Text:
*** Block opens ***
Vpr mutants attenuated for G₂/M arrest activity retain cytotoxicity function within HIV-1 infection. Jurkat T cells were mock infected or infected with VSV-G-pseudotyped NL4-3_e-n-GFPf- (Vif-) derivatives expressing WT Vpr (wt), deleted Vpr (Δ), or Vpr point mutants as indicated (MOI = 3). (A) The viability of infected cultures was monitored over time by flow cytometry (PI negative, high forward scatter). (B) Infected cell percentage was measured by flow cytometric quantitation of GFP⁺ live cells for the cultures shown in panel A. (C) DNA content analysis of mock-infected or NL4-3_e-n-GFPf- infected cells (gated on GFP⁺) 46 h postinfection for the samples in panels A and B. The ratio of cells in G₂/M to G₁ (R) is indicated within the DNA content histogram in boldface type. (D) Total viable cell counts at 26, 45, and 72 h postinfection for the cultures shown in panels A to C measured by constant time flow cytometric acquisition. (E) Jurkat T cells were infected with WT or mutant Vpr derivatives of NL4-3_e-n-GFPf- as in panel A, and BrdU incorporation was measured after a 60-min pulse with 5 mM BrdU at 42 h postinfection. DNA content (7-AAD) is shown on the x axis, and BrdU staining is shown on the y axis. The percentage of BrdU-positive cells in the gate is indicated in the upper right corner. Analysis was performed on GFP⁺ cells (gate drawn within inset histogram) for infected cultures.
*** Block closes ***
Provided data:
*** Block opens ***
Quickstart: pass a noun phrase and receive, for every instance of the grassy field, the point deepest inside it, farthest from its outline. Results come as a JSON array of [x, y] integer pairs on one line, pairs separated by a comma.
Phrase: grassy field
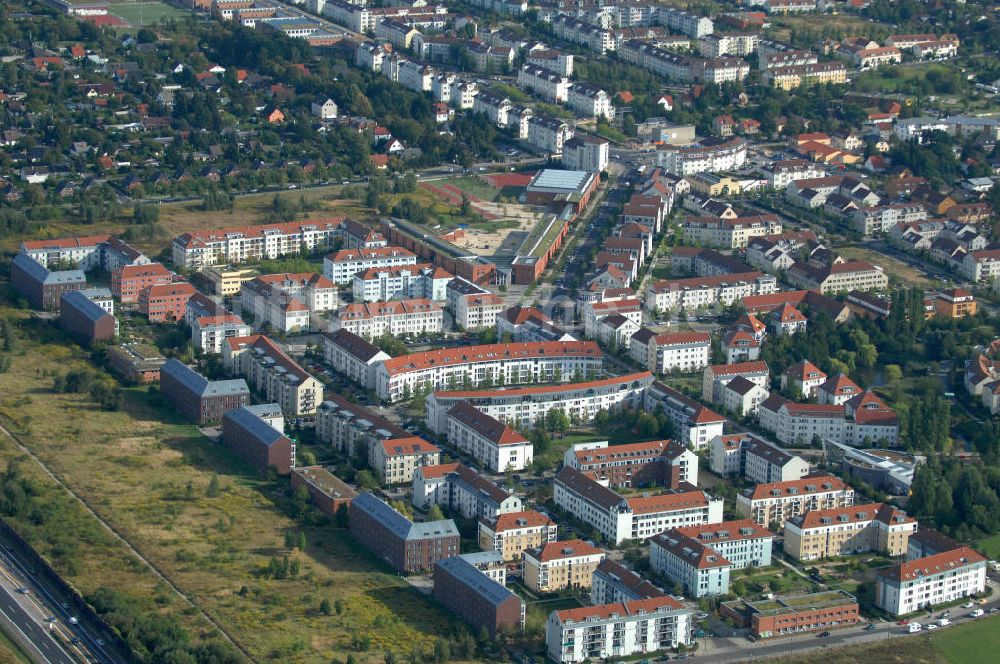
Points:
[[892, 266], [146, 13], [147, 473]]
*** Block closes ***
Directions for this task:
Please explain, based on the figure legend, how the viability of the infected cultures was determined. The lines above come from a different source than the text.

Result of the task:
Viability was monitored over time by flow cytometry. Viable cells were those that were PI negative and showed high forward scatter.